___ Task inputs ___

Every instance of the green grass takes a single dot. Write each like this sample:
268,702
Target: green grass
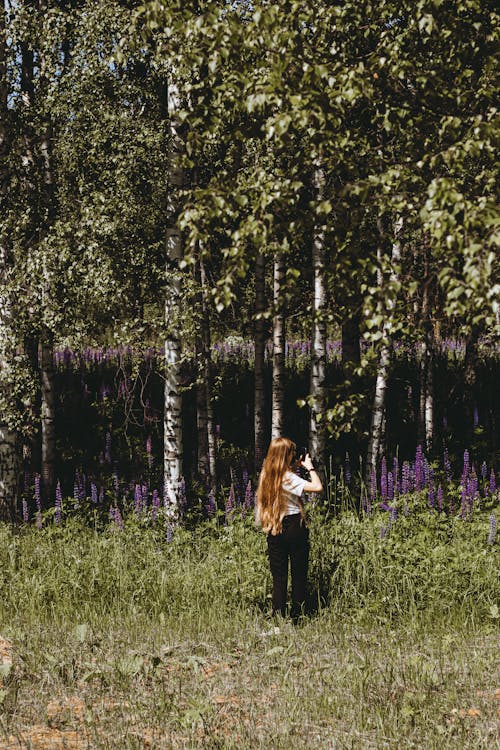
171,645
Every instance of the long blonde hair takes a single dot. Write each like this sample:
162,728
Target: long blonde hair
271,501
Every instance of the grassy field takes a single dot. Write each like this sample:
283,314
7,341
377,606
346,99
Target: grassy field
120,640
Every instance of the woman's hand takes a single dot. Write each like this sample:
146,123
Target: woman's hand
307,462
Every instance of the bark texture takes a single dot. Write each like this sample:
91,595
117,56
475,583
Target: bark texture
377,429
317,433
172,416
260,344
279,342
48,415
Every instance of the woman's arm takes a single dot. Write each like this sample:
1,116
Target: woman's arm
315,484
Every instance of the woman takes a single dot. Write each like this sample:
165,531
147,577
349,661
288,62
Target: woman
280,512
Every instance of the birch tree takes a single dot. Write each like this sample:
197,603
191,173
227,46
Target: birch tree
279,341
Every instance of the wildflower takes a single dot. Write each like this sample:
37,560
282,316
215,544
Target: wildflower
58,503
182,498
390,486
210,506
395,472
107,450
347,469
440,498
493,484
138,500
155,505
249,498
230,503
493,529
431,496
373,483
405,479
419,468
383,479
447,466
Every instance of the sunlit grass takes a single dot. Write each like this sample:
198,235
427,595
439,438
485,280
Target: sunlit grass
121,640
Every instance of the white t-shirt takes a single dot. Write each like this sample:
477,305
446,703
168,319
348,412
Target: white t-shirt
293,488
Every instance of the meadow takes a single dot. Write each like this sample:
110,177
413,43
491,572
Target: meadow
134,636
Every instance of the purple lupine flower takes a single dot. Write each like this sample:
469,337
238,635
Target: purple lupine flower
118,518
230,503
138,500
37,492
466,467
210,506
405,479
383,479
347,469
493,529
149,450
155,505
419,468
373,483
447,466
58,512
181,494
390,486
76,490
395,472
107,450
249,498
440,498
431,496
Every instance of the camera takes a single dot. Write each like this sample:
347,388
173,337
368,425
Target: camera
300,454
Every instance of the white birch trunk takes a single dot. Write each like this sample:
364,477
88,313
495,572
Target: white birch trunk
317,432
279,340
9,461
48,416
8,438
172,416
208,376
379,400
260,343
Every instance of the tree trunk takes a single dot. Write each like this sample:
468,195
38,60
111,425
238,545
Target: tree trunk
9,468
172,418
351,352
377,429
260,343
426,365
208,375
206,433
48,416
279,341
9,459
317,432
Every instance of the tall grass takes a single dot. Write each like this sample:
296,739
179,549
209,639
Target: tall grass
130,641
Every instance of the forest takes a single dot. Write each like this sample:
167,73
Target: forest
223,221
277,217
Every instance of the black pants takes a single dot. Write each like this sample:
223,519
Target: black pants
293,543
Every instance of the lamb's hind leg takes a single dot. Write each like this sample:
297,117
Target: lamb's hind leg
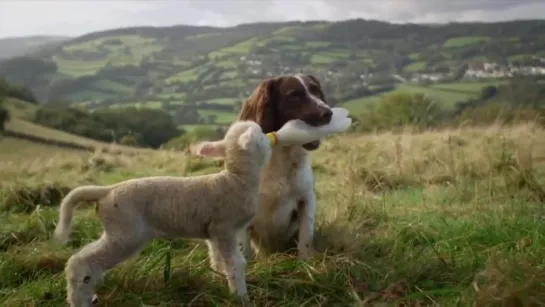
85,268
234,263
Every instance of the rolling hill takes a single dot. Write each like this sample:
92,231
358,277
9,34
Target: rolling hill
22,132
206,72
17,46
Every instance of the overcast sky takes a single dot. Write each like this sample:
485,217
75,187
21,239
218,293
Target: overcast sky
75,17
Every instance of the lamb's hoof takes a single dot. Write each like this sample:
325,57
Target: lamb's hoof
306,253
245,301
94,300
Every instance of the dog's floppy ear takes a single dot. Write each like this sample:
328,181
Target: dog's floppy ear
259,107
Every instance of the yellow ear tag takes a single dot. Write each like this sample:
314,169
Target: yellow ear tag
273,138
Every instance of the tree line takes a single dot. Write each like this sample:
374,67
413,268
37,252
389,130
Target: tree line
521,99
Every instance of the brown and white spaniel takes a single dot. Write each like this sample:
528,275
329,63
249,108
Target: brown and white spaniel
287,201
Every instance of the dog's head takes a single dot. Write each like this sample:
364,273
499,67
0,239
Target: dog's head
277,101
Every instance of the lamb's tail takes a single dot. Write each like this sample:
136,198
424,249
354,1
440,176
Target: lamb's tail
69,204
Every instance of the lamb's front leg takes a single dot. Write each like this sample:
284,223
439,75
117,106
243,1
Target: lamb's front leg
234,264
307,213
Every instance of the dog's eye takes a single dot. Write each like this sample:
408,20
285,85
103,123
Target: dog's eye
314,90
297,94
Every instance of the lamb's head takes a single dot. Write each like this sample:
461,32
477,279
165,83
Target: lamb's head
244,145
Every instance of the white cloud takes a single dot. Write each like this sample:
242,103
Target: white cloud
75,17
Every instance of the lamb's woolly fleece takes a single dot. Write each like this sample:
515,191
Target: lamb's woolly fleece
216,207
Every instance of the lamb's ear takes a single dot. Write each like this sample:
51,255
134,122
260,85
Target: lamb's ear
211,149
245,138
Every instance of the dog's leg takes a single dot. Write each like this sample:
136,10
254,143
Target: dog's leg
307,212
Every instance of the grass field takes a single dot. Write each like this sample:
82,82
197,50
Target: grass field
446,218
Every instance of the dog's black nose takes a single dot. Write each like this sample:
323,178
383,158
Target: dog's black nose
326,115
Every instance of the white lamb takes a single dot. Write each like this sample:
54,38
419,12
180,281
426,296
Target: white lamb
217,207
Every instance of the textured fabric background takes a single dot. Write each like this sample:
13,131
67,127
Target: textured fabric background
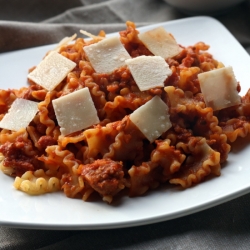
30,23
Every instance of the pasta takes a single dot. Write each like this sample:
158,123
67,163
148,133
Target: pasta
114,155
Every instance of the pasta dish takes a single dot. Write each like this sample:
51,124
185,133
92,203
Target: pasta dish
121,115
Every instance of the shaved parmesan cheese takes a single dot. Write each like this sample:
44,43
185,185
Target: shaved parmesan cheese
219,88
86,33
160,42
20,114
149,71
152,118
51,70
107,55
75,111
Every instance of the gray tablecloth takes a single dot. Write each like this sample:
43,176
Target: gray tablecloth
31,23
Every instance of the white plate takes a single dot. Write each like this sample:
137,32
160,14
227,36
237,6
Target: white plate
55,211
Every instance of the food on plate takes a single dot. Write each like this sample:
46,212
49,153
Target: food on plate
121,115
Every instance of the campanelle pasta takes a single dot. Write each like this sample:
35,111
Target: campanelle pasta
114,155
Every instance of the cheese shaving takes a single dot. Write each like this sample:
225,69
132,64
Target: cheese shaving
107,55
75,111
20,114
51,70
149,71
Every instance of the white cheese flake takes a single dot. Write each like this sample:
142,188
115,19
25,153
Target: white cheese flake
51,70
219,88
107,55
149,71
20,114
152,118
160,42
75,111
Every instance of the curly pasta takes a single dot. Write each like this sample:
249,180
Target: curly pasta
114,155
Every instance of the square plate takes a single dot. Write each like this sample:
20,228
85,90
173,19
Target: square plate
55,211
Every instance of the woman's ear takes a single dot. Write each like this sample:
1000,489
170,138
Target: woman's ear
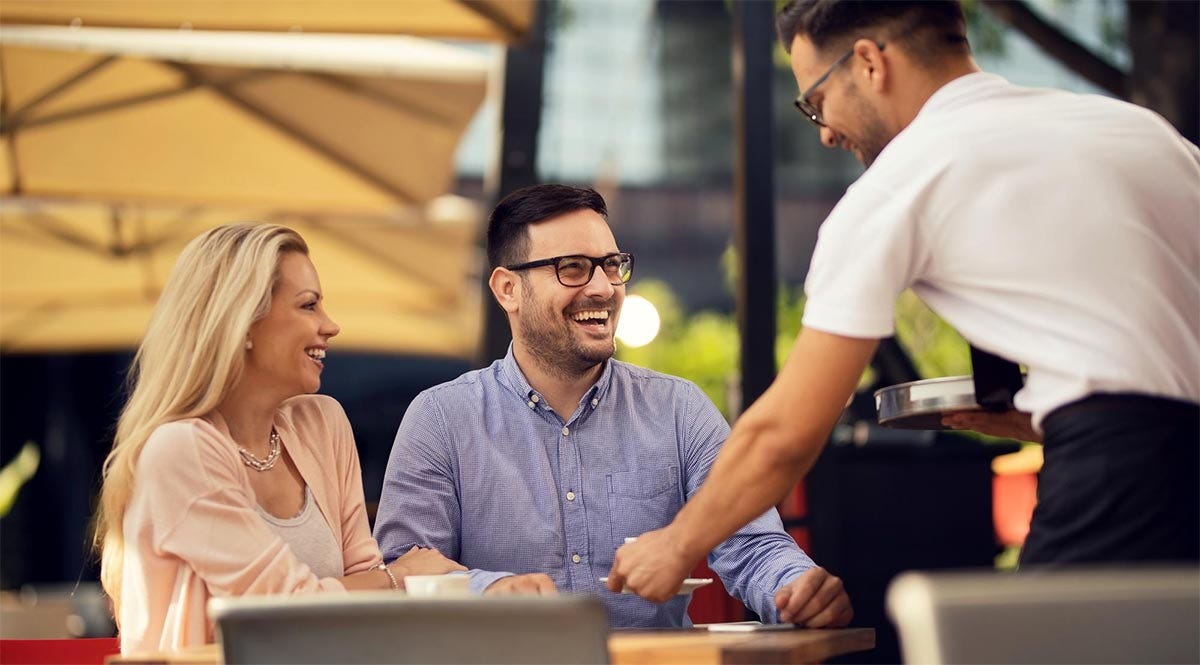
505,288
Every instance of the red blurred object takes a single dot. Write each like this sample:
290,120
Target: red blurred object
1013,498
90,651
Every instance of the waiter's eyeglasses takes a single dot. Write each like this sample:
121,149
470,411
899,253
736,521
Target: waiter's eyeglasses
576,270
808,108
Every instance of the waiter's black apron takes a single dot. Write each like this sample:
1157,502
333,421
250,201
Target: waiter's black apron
1119,483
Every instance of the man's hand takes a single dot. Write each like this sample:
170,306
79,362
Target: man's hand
533,583
423,561
815,599
651,567
1008,424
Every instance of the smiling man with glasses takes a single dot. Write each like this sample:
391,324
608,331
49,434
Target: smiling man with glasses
533,471
1055,229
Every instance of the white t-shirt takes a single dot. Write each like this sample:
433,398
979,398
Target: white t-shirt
1059,231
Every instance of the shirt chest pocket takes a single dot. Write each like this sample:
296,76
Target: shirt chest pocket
641,501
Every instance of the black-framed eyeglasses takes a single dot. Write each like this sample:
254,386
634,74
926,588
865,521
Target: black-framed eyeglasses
576,270
808,108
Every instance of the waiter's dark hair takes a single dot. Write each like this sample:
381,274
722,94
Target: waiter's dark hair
508,234
925,30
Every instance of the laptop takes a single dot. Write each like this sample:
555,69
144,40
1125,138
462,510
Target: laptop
1121,615
385,627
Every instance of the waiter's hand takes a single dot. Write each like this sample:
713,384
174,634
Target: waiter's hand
1008,424
815,599
651,567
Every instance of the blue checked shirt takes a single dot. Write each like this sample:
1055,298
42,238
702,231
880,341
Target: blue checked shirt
487,473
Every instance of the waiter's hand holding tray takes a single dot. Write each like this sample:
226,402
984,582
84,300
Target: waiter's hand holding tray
921,405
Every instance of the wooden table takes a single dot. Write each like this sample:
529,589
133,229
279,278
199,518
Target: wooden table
700,647
649,647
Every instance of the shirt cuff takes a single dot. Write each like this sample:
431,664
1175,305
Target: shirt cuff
483,579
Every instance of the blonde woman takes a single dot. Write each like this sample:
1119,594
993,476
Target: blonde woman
227,477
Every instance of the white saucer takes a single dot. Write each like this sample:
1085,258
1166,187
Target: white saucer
685,588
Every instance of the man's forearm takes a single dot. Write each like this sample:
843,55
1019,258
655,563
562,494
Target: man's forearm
754,472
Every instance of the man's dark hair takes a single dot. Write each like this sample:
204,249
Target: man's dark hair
508,237
925,30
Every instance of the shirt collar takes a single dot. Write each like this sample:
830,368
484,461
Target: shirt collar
516,381
966,84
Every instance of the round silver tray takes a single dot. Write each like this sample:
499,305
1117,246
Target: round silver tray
921,405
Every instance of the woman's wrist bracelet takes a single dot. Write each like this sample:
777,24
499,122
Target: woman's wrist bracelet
391,579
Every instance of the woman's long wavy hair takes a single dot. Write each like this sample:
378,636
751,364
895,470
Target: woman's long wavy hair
192,354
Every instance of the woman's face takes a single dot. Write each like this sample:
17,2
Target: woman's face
289,342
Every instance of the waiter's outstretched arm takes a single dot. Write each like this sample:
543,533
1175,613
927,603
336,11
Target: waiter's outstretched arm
771,448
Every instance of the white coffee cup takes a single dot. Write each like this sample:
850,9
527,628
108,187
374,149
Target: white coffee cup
429,586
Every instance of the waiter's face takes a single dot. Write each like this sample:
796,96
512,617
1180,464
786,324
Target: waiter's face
849,119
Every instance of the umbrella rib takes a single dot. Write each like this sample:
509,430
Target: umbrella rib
299,135
17,120
407,106
381,256
49,226
135,100
13,163
511,31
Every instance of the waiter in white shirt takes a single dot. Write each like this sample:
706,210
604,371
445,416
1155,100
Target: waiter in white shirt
1059,231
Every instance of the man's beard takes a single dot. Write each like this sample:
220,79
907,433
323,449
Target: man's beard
555,347
874,136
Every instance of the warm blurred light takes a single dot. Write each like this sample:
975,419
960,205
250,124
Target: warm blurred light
639,322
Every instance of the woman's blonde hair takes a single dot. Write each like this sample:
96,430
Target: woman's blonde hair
192,354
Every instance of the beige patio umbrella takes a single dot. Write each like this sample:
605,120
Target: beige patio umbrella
81,276
119,145
505,21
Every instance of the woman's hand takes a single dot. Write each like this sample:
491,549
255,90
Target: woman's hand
421,561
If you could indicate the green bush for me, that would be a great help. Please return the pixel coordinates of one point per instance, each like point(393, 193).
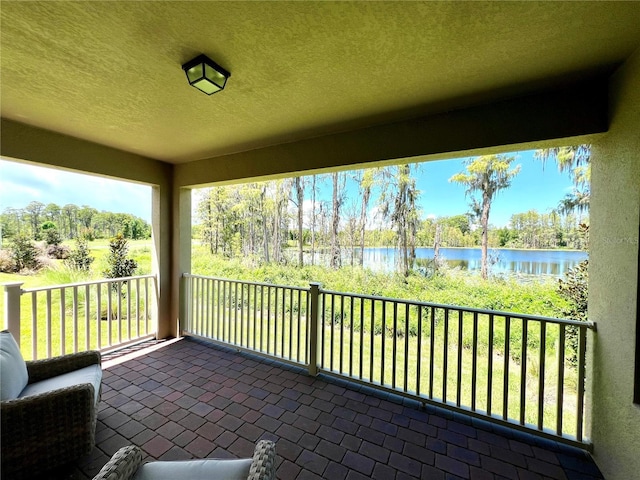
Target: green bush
point(24, 254)
point(118, 264)
point(79, 258)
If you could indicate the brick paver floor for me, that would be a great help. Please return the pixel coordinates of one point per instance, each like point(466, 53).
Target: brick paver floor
point(188, 399)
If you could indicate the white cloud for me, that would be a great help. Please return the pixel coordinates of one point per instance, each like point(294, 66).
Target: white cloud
point(22, 183)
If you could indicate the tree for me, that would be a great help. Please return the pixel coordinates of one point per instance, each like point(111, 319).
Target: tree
point(79, 258)
point(488, 175)
point(299, 186)
point(337, 199)
point(119, 265)
point(24, 253)
point(577, 161)
point(397, 203)
point(34, 211)
point(366, 180)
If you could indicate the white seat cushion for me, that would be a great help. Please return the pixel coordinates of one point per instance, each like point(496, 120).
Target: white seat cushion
point(13, 369)
point(207, 469)
point(91, 374)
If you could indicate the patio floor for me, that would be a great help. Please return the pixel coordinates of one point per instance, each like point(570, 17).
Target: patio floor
point(188, 399)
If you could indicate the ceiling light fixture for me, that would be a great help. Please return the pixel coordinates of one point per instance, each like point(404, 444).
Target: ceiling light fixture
point(205, 74)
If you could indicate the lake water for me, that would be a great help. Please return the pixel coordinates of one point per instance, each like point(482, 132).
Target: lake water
point(547, 263)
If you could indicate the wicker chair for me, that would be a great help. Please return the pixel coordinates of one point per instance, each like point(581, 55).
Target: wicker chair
point(126, 464)
point(46, 425)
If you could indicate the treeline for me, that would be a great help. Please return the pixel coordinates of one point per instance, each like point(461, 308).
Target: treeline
point(286, 221)
point(71, 222)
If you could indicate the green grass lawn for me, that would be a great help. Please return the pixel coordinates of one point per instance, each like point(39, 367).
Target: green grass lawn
point(63, 327)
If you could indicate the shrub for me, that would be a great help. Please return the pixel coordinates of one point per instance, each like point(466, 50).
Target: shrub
point(52, 236)
point(79, 258)
point(59, 252)
point(118, 262)
point(7, 263)
point(25, 254)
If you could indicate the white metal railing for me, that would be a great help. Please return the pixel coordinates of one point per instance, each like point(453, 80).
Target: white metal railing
point(101, 315)
point(520, 370)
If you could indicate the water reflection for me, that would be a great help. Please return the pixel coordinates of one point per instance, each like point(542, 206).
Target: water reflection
point(548, 263)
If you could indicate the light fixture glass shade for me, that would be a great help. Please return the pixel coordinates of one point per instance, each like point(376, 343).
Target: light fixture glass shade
point(205, 74)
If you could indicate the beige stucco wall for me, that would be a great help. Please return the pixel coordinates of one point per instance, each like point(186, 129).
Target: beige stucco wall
point(25, 143)
point(613, 277)
point(522, 122)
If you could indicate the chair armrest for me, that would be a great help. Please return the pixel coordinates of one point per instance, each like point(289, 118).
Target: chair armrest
point(263, 466)
point(52, 367)
point(123, 465)
point(46, 430)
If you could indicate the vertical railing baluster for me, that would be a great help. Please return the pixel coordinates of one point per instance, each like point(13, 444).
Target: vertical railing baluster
point(582, 349)
point(34, 325)
point(332, 341)
point(219, 308)
point(255, 314)
point(235, 314)
point(119, 286)
point(63, 329)
point(242, 315)
point(87, 313)
point(202, 292)
point(129, 336)
point(560, 386)
point(290, 355)
point(406, 347)
point(445, 356)
point(268, 319)
point(474, 362)
point(372, 331)
point(341, 349)
point(75, 319)
point(109, 313)
point(98, 315)
point(139, 330)
point(541, 361)
point(432, 344)
point(523, 371)
point(147, 316)
point(490, 365)
point(383, 349)
point(262, 318)
point(361, 336)
point(505, 378)
point(299, 336)
point(419, 352)
point(351, 337)
point(394, 347)
point(49, 329)
point(459, 376)
point(210, 307)
point(313, 307)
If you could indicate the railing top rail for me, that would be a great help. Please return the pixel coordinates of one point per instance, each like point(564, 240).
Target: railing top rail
point(246, 282)
point(495, 313)
point(90, 282)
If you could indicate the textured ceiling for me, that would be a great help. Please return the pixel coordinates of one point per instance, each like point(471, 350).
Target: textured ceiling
point(110, 72)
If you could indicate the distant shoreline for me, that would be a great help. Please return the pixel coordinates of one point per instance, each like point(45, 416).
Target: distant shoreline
point(498, 248)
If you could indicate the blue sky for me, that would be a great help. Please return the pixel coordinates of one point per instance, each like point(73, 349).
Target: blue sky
point(534, 188)
point(21, 183)
point(537, 187)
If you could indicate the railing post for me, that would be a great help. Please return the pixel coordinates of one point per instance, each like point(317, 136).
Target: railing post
point(12, 293)
point(314, 292)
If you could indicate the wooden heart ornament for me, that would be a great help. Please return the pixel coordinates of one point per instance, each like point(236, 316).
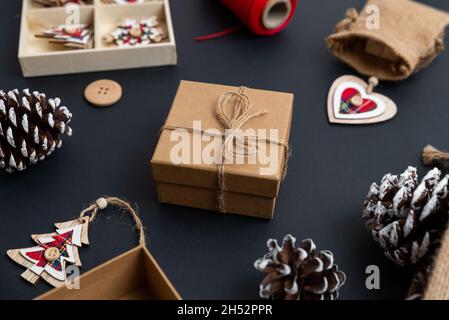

___

#### [Stated goal]
Render the data from the line with "If you could indicate the white metal" up to and including the line with "point(46, 430)" as a numbered list, leaving out any blank lines.

#### [Reply to the task]
1. If you could indicate the white metal railing for me, that would be a great help. Please return the pixel coordinates of one point per instance, each like point(453, 80).
2. Target: white metal railing
3. point(101, 315)
4. point(520, 370)
5. If you could indicate the water reflection for me, that would be a great help. Please return the pixel coordinates of one point per instance, each like point(542, 206).
6. Target: water reflection
7. point(548, 263)
8. If you could indicate the light fixture glass shade for me, that would be a great help. Please return the pixel coordinates of one point per instance, each like point(376, 343).
9. Target: light fixture glass shade
10. point(205, 74)
11. If you could indicate the beige stucco wall for me, that would be a great help. Please return the pixel coordinates of one point per instance, each like point(186, 129).
12. Target: beige stucco wall
13. point(25, 143)
14. point(613, 277)
15. point(522, 122)
16. If you could indicate the chair armrest for me, that would be a great help. Please return the pixel coordinates of one point per instance, each like point(289, 118).
17. Target: chair armrest
18. point(263, 466)
19. point(52, 367)
20. point(123, 465)
21. point(46, 430)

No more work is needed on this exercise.